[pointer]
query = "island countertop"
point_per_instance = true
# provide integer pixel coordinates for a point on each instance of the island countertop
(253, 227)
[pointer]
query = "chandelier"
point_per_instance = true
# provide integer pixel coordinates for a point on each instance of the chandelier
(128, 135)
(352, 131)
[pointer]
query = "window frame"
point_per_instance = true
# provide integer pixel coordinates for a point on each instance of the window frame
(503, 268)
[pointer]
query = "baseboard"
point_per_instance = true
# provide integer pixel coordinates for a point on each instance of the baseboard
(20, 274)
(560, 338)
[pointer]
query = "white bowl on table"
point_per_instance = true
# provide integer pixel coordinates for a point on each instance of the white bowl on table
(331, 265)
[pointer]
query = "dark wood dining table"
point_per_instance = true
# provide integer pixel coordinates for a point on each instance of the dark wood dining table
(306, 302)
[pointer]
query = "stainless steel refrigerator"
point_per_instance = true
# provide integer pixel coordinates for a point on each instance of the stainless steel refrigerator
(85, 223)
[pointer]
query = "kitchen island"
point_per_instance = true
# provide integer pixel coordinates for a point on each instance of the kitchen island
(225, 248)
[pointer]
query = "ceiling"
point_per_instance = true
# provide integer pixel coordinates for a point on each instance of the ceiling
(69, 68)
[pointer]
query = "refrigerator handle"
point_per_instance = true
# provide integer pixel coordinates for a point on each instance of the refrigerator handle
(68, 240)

##########

> [Task]: Please count the lines that hold "query" in this data and report the total alone.

> [Answer to the exercise]: 10